Reproduce, exactly, the lines of the material below from the line containing "# set one marker per instance of the bare" through the line containing "# set one marker per instance of the dog's muzzle;", with both end lines included and nothing else.

########

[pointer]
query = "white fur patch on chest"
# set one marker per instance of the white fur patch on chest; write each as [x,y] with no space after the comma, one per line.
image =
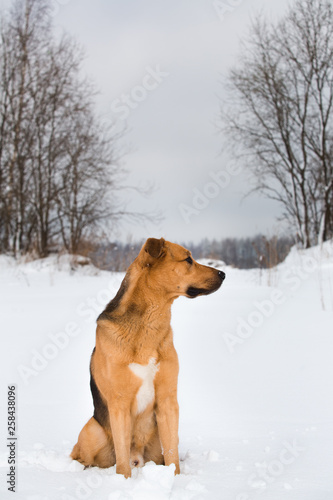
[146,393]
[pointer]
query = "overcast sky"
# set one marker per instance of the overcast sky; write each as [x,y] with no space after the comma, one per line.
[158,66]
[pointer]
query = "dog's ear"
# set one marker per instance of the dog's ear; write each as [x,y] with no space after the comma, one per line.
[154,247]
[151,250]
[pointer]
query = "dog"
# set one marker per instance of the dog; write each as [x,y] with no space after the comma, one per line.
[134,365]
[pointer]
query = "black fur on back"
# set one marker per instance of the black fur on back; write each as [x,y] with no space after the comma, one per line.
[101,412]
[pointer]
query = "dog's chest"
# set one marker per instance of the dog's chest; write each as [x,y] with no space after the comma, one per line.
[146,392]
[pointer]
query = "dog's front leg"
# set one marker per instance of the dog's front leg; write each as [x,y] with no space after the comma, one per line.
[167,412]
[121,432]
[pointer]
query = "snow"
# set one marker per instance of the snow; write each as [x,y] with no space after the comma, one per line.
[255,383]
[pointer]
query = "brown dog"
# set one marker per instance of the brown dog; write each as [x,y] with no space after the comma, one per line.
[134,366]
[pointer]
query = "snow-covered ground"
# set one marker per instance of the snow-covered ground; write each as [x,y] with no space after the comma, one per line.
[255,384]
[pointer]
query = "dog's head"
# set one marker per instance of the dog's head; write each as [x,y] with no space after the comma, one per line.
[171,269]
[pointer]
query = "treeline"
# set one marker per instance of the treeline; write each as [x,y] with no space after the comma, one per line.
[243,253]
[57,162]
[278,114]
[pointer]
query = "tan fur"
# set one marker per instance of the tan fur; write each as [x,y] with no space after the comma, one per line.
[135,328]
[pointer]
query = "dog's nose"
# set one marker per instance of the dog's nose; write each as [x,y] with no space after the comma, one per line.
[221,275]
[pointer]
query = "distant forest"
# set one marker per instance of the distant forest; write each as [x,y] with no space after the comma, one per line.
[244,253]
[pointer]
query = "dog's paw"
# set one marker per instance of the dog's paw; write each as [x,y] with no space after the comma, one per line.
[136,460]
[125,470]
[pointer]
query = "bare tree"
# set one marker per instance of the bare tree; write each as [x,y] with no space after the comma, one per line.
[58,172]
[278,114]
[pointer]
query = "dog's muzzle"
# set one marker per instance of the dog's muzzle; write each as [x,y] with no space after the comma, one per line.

########

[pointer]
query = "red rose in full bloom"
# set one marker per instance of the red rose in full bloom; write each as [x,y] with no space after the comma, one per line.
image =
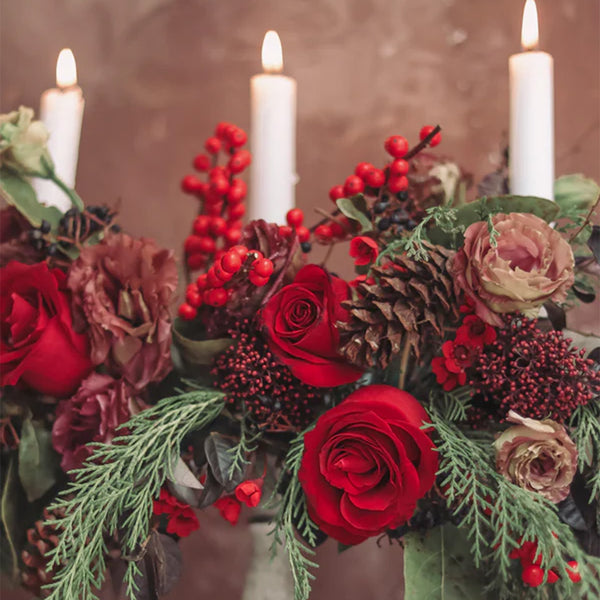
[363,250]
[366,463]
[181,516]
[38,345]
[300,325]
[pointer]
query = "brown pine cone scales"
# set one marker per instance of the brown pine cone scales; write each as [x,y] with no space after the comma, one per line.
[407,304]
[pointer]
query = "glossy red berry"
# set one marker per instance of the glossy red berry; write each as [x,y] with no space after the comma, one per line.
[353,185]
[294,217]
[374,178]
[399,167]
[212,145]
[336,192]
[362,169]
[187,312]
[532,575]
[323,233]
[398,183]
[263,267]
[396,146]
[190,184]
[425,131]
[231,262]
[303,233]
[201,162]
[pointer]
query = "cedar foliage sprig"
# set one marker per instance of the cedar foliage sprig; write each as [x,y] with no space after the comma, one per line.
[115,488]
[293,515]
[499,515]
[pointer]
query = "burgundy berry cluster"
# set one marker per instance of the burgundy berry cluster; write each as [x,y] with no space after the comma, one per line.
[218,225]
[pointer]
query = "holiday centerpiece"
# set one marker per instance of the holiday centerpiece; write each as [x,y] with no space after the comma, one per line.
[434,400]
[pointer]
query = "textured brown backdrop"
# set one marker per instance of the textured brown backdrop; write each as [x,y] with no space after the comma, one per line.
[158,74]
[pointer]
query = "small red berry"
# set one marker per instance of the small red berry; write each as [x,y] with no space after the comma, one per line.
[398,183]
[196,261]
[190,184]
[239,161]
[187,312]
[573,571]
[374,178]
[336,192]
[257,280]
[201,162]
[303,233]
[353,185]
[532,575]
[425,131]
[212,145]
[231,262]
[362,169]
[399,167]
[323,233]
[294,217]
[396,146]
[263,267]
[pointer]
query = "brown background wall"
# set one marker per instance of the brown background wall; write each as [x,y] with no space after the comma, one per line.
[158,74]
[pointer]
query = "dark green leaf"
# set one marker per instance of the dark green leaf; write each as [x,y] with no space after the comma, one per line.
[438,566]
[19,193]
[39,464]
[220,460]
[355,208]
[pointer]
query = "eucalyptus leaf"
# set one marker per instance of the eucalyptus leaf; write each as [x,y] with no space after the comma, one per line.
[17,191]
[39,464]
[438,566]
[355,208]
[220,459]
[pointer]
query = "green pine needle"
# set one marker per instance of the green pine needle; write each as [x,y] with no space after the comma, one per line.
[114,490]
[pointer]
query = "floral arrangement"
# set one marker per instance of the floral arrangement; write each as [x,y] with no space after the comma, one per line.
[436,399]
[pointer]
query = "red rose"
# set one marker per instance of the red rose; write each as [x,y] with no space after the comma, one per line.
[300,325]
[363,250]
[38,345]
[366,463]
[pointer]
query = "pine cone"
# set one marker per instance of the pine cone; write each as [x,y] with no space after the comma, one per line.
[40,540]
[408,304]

########

**Written response**.
# set one marker per instance of the bare tree; write each as [x,y] with no space after the comma, one per line.
[58,172]
[278,114]
[pointer]
query = "dog's muzzle"
# set one marker per instance of the dog's muzzle; write each as [x,y] with no space after the comma, one per line.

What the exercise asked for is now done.